* PROBLEM STATEMENT:
Retype the following entries without altering a single character.

Rows from a dataset:
###
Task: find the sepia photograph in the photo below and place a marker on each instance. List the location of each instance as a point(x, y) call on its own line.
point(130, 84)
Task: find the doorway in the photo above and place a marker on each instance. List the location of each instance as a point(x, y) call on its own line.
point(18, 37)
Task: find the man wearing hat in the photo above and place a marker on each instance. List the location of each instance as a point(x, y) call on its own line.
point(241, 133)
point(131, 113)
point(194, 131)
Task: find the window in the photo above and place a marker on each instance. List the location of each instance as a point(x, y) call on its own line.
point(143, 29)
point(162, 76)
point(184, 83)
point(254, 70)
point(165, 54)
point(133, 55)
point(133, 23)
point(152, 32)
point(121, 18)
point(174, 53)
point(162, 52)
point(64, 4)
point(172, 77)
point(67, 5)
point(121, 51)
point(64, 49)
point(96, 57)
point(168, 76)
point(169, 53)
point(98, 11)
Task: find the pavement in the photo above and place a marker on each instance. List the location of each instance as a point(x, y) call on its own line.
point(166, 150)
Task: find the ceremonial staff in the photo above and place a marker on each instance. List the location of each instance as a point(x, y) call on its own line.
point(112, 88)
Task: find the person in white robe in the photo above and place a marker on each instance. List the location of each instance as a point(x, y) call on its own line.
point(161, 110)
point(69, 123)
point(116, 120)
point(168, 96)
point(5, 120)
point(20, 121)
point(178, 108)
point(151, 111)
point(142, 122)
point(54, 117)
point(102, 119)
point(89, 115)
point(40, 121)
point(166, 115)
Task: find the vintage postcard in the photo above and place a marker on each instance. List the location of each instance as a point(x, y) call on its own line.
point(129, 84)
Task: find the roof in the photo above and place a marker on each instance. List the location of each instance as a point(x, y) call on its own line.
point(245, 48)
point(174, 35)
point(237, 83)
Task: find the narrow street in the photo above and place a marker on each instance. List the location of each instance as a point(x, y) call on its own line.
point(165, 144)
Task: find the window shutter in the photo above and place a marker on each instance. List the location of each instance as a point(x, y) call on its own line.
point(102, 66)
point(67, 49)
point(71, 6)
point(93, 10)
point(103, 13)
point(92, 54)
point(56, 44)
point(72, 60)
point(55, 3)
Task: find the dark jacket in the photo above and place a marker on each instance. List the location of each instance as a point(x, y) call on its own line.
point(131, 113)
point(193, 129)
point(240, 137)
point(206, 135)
###
* TASK ANSWER:
Task: find the sepia photograph in the photo below and place a marker on each instance. List the location of each instance as a point(x, y) call on its own line.
point(130, 84)
Task: find the doorway in the photo above and place a marker on each instance. List the location of each instance as a point(x, y) call on its own line.
point(18, 37)
Task: find the man wearing hat in the photo above and place a marker on each instance. List the location of each instance as a point(x, y) call on its own line.
point(241, 133)
point(131, 113)
point(194, 131)
Task: find the window in the photo above and place a marker on each instance. List the location of each instance as a point(x, y) call on its own line.
point(143, 29)
point(162, 76)
point(184, 83)
point(254, 70)
point(165, 54)
point(133, 55)
point(133, 23)
point(152, 32)
point(121, 18)
point(174, 53)
point(162, 52)
point(64, 4)
point(172, 77)
point(67, 5)
point(121, 51)
point(64, 49)
point(96, 57)
point(168, 76)
point(169, 53)
point(98, 11)
Task: find the pavement in the photo above and place a marker on each instance. List the location of each instance as a point(x, y) call on its own line.
point(166, 150)
Task: find the ceremonial staff in the photo above and place a marker on each instance. List the location of each instance as a point(x, y) call on its own line.
point(112, 88)
Task: find the person in white robe in the photo above and place a marker on each instance. List the location of each instance as a point(x, y) call on its own line.
point(161, 110)
point(69, 123)
point(116, 120)
point(168, 96)
point(5, 120)
point(20, 121)
point(178, 108)
point(151, 111)
point(142, 122)
point(54, 117)
point(102, 119)
point(89, 115)
point(40, 121)
point(166, 115)
Task: find the vintage postcard in the photo above and place a marker on each instance. List the location of each instance as a point(x, y) call on its own line.
point(129, 84)
Task: find the roof in the photo above and place a marker on each instance. List the location of each instance as a point(x, y) call on its own line.
point(245, 48)
point(174, 35)
point(237, 83)
Task: find the narrow street in the photo above and place a marker on each instance. List the location of each instance as a point(x, y) call on its own line.
point(165, 144)
Task: find the window shutter in the photo above and place a marker on each instance. List the location of each instance as a point(x, y) call on its own line.
point(102, 66)
point(67, 49)
point(71, 6)
point(93, 10)
point(103, 13)
point(92, 54)
point(56, 44)
point(72, 60)
point(55, 3)
Task: find the dark jacket in the photo above and place a marker on each instance. List the location of each instance as a point(x, y) call on its own line.
point(131, 113)
point(193, 129)
point(240, 137)
point(206, 135)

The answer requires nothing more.